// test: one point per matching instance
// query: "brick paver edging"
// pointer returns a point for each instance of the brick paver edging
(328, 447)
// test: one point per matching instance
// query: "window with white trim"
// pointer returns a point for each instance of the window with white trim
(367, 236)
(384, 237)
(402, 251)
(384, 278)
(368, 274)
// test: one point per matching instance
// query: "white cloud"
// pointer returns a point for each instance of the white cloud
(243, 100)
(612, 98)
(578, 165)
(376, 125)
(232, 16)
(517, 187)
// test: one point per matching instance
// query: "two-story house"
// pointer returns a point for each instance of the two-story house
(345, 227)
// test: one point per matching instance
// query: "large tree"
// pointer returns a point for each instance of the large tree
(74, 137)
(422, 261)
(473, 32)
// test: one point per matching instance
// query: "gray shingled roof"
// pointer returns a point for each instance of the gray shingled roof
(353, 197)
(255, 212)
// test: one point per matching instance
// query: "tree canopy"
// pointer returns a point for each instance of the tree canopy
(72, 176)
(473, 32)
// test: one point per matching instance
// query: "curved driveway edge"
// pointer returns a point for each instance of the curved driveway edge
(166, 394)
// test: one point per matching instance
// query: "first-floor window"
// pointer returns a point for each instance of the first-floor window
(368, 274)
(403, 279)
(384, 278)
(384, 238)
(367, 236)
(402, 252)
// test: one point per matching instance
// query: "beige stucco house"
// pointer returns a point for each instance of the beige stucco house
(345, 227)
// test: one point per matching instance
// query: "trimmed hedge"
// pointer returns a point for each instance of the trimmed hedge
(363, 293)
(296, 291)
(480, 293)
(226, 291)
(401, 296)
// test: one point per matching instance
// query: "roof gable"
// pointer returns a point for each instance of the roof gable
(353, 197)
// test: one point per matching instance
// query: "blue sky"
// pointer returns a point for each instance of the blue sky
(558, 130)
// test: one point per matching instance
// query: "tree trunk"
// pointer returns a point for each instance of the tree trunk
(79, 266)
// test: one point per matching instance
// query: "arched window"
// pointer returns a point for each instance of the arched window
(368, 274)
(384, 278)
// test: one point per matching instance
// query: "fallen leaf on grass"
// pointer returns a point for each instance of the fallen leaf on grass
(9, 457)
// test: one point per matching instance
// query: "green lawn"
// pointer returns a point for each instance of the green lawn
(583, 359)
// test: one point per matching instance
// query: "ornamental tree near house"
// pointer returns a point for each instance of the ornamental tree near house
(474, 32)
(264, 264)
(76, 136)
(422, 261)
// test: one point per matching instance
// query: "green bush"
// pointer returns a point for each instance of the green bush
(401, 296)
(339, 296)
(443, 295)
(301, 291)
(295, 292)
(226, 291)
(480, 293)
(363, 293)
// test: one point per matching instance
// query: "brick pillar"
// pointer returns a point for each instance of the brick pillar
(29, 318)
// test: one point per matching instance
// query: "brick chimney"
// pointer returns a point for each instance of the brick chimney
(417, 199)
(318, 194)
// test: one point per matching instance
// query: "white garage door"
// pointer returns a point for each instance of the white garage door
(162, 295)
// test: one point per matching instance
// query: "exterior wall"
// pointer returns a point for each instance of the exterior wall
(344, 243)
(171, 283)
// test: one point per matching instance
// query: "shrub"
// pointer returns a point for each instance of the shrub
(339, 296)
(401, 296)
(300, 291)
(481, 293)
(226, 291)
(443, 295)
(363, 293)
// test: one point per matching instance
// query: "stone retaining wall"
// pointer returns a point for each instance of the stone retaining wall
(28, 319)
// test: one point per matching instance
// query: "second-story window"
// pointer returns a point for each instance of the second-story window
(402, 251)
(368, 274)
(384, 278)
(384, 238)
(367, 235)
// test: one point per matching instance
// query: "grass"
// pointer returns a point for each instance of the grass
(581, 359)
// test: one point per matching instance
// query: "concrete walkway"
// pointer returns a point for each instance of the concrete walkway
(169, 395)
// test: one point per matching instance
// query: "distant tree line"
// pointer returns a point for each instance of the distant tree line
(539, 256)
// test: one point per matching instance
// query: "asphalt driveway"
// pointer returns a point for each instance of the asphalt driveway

━━━━━━━━

WHAT THE TASK REQUIRES
Retype the material above, line by line, exactly.

TASK SOLUTION
// test: one point per matching instance
// query: "brick paver edging"
// pointer returns a point for each instance of the brick paver edging
(328, 447)
// test: one point per matching instance
// query: "window with white trim"
// pointer returns a point for each instance of the window with white trim
(367, 236)
(384, 237)
(402, 251)
(384, 278)
(368, 274)
// test: one point per matching instance
// query: "white cloud"
// pointer returns a point for each instance of the white cloud
(243, 100)
(612, 98)
(578, 165)
(376, 125)
(232, 16)
(517, 187)
// test: one point per matching instance
// query: "two-story house"
// pointer returns a point for each instance of the two-story house
(345, 227)
// test: one point per matching instance
// query: "large tree"
// pointer returns a point for each instance of the large tree
(74, 137)
(422, 261)
(473, 32)
// test: one point per matching instance
// query: "gray shingled roof"
// pointer returns a point for each instance of the gray shingled roof
(353, 197)
(255, 212)
// test: one point per matching instance
// query: "tree canopy"
// pointer returns a point for each instance of the tree canopy
(72, 176)
(473, 32)
// test: one point per matching instance
// query: "curved driveway edge"
// pointer returns a point for each instance of the curved driveway edge
(166, 394)
// test: one point per matching instance
// query: "first-floor window"
// pointer returns a point for each instance of the first-floor window
(368, 274)
(403, 279)
(384, 278)
(384, 238)
(367, 236)
(402, 252)
// test: one point per matching instance
// query: "beige stucco house"
// pointer returns a point for each instance of the beige stucco house
(345, 227)
// test: one point per matching instance
// query: "trimmed hedge"
// pointer returns a point for each instance of the trimmed hedge
(363, 293)
(296, 291)
(480, 293)
(226, 291)
(401, 296)
// test: one point per matching instance
// query: "roof gable"
// pointer returns a point for each instance of the roof gable
(353, 197)
// test: one point per matching instance
// query: "blue sky"
// pointer returns a point for each instance of the blue sky
(558, 130)
// test: one point per matching instance
// query: "tree trunk"
// pointer returns a point for each instance of the tree trunk
(79, 266)
// test: one point per matching instance
// query: "arched window"
// pointer returns a point for each instance of the arched window
(368, 274)
(384, 278)
// test: one point per matching instance
// query: "fallen leaf on grass"
// pointer returns a point for each instance of the fallen leaf on grass
(9, 457)
// test: one point per matching instance
// query: "green lawn"
// pointer returns a point for each instance of the green lawn
(583, 359)
// test: one point per matching instance
// query: "ornamental tree near house"
// pointer returns a point for each instance of the ornamental tree near house
(474, 32)
(264, 264)
(76, 136)
(422, 261)
// test: one point per matching instance
// query: "green bush"
// pointer returns a point for each instance of the green bush
(401, 296)
(339, 296)
(443, 295)
(301, 291)
(295, 292)
(226, 291)
(480, 293)
(363, 293)
// test: one point per matching instance
// query: "brick pillar"
// pointer returns a point for each instance of the brick pillar
(29, 318)
// test: one point per matching instance
// query: "brick chimney"
// pointer returns a point for each instance of the brick chimney
(417, 199)
(318, 194)
// test: one point per matching instance
// query: "white garage door"
// pointer returns a point for each instance of the white garage door
(162, 295)
// test: one point per matching instance
// query: "exterior wall"
// pointer returns a point for each instance of the exterior wall
(344, 243)
(171, 283)
// test: one point per matching instance
// query: "shrub"
// pointer returns a point for each instance of the shrub
(339, 296)
(401, 296)
(300, 291)
(481, 293)
(226, 291)
(443, 295)
(363, 293)
// test: one point per matching instance
// query: "stone retaining wall"
// pointer returns a point for each instance of the stone retaining wall
(28, 319)
// test: one point per matching instance
// query: "second-story window"
// pointer returns a point for each instance of the second-story window
(402, 251)
(368, 274)
(384, 278)
(384, 238)
(367, 235)
// test: one point per matching instance
// query: "grass"
// pointer returns a point for each instance of the grass
(581, 359)
// test: one point per matching instance
// query: "concrete walkway"
// pointer returns a point for each instance of the concrete walkway
(169, 395)
// test: one point per matching instance
// query: "distant tree line"
// pointer returns a point for each instance of the distant tree line
(539, 256)
// test: one point per matching instance
// query: "asphalt driveway"
// pointer returns a point for each instance of the asphalt driveway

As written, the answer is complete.